AIM OF THE TASK: Which lines come from the start of the records through the line that holds "sample | (324,117)"? Write them out word for word.

Items from a dataset:

——————

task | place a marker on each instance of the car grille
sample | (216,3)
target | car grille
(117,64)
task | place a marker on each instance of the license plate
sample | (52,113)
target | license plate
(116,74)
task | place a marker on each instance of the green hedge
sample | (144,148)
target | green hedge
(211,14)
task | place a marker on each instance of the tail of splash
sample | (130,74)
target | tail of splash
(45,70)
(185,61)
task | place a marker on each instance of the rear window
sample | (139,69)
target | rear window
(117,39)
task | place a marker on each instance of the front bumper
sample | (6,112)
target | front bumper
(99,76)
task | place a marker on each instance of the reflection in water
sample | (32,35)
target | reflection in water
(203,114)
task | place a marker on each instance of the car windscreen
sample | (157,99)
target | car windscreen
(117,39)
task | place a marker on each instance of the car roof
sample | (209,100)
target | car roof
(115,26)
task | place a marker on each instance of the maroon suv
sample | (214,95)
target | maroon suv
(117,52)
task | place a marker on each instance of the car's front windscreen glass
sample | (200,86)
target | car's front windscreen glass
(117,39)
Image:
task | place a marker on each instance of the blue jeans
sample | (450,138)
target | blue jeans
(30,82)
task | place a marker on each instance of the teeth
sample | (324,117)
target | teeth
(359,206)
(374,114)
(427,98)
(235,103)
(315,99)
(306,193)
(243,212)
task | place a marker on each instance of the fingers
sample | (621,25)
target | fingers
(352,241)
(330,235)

——————

RESPONSE TO THE EXERCISE:
task | place a marker on each instance of the car grille
sample | (216,3)
target | car grille
(117,64)
task | place a marker on each instance of the license plate
sample | (52,113)
target | license plate
(116,74)
task | place a marker on each instance of the green hedge
sample | (144,148)
target | green hedge
(211,14)
task | place a marker on each instance of the tail of splash
sample | (130,74)
target | tail of splash
(45,70)
(185,61)
task | place a marker on each instance of the rear window
sample | (139,69)
target | rear window
(117,39)
task | place a marker on each instance of the front bumper
sample | (6,112)
target | front bumper
(99,76)
task | place a marker on each instance of the reflection in water
sample | (32,35)
target | reflection in water
(203,114)
task | place a marker on each instance of the car windscreen
sample | (157,99)
target | car windscreen
(117,39)
task | place a marker on each instance of the car roof
sample | (209,100)
target | car roof
(115,26)
task | place a marker on each instance of the maroon suv
sample | (214,95)
target | maroon suv
(117,52)
task | place a marker on each instance of the car's front windscreen glass
sample | (200,86)
target | car's front windscreen glass
(117,39)
Image:
task | place a marker on each instance of the blue jeans
sample | (450,138)
target | blue jeans
(30,82)
task | place a marker on each instance of the teeth
sample | (324,117)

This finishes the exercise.